--- start Records for processing ---
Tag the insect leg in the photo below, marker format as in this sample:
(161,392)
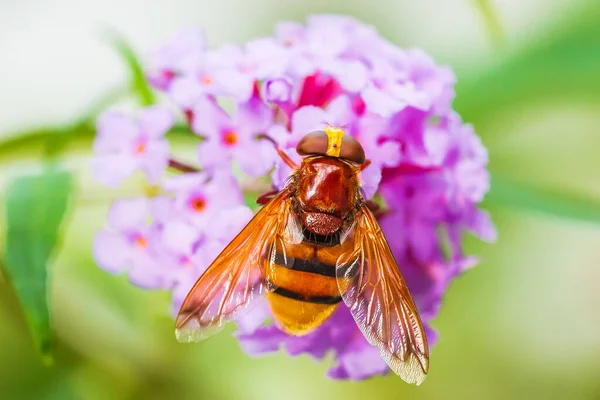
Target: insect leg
(266,197)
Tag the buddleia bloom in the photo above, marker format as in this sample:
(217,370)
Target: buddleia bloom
(428,169)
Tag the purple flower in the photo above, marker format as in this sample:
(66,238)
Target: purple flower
(123,145)
(183,54)
(129,243)
(234,138)
(427,168)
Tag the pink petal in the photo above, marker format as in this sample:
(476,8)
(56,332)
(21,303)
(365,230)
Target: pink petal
(111,251)
(179,237)
(127,214)
(369,179)
(155,160)
(155,121)
(112,169)
(308,119)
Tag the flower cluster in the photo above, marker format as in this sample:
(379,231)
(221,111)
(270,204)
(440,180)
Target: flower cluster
(427,167)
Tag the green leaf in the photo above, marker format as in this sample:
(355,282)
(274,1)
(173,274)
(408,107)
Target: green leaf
(139,84)
(35,208)
(559,204)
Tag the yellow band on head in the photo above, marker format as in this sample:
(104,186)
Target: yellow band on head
(334,141)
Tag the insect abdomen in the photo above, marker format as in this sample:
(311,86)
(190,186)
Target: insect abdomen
(303,288)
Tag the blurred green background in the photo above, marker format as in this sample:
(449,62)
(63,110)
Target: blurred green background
(525,323)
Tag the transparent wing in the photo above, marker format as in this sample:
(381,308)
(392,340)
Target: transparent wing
(235,277)
(378,298)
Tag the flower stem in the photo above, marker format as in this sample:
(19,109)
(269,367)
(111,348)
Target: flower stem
(182,167)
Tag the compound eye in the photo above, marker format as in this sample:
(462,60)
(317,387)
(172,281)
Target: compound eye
(313,143)
(352,150)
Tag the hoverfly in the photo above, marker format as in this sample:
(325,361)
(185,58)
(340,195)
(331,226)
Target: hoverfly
(314,244)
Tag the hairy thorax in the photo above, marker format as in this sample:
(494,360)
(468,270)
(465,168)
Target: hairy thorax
(327,193)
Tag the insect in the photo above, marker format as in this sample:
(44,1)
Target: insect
(313,246)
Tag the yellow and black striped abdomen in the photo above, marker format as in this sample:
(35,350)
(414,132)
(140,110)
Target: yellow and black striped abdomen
(304,290)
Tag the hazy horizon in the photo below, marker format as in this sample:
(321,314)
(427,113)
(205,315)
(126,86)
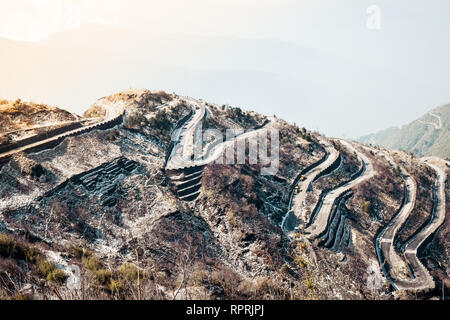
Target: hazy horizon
(315,63)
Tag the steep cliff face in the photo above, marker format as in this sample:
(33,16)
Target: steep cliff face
(103,201)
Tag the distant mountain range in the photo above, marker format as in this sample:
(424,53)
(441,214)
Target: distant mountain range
(426,136)
(314,88)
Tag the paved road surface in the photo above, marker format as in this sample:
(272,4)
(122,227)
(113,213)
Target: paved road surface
(321,222)
(298,203)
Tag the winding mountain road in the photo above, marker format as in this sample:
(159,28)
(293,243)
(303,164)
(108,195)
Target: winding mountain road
(320,223)
(385,240)
(298,203)
(113,113)
(182,155)
(422,279)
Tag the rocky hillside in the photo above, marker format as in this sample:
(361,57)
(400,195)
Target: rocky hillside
(426,136)
(20,119)
(115,203)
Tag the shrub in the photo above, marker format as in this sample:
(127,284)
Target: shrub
(51,272)
(116,286)
(129,272)
(91,262)
(15,249)
(301,262)
(103,276)
(57,276)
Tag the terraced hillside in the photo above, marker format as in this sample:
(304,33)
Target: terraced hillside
(139,201)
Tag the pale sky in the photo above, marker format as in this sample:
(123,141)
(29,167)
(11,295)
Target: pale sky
(412,42)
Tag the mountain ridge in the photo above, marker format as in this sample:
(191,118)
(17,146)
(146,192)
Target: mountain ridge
(426,136)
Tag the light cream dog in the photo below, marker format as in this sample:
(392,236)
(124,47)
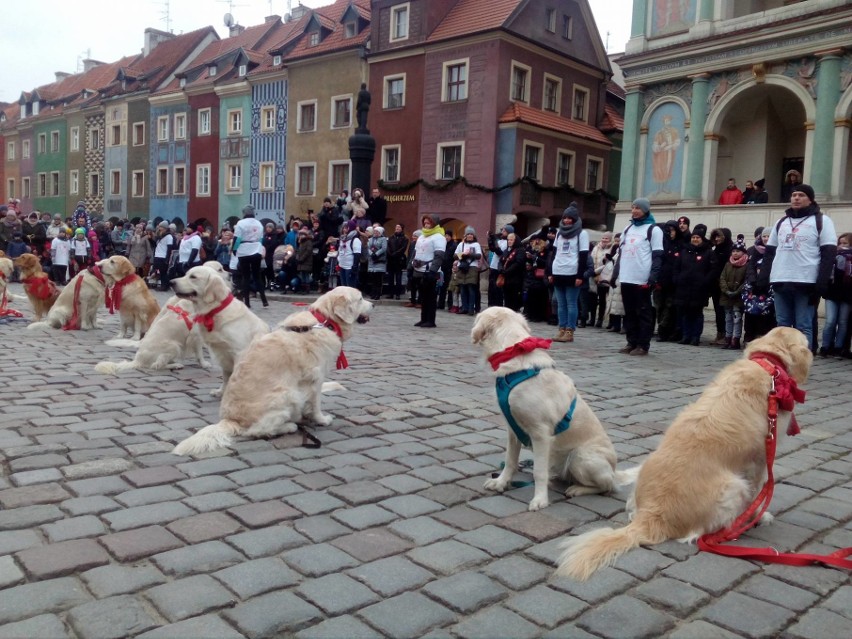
--- end Records for processing ---
Pick out every line of the items above that contains the word "abdomen" and copy each one.

Tag the insect abdomen in the photo above, marker format as in this sample:
Target: insect abdomen
Tag the yellow and black striped abdomen in the photo above, marker format as in this sample:
Target: yellow and black striped abdomen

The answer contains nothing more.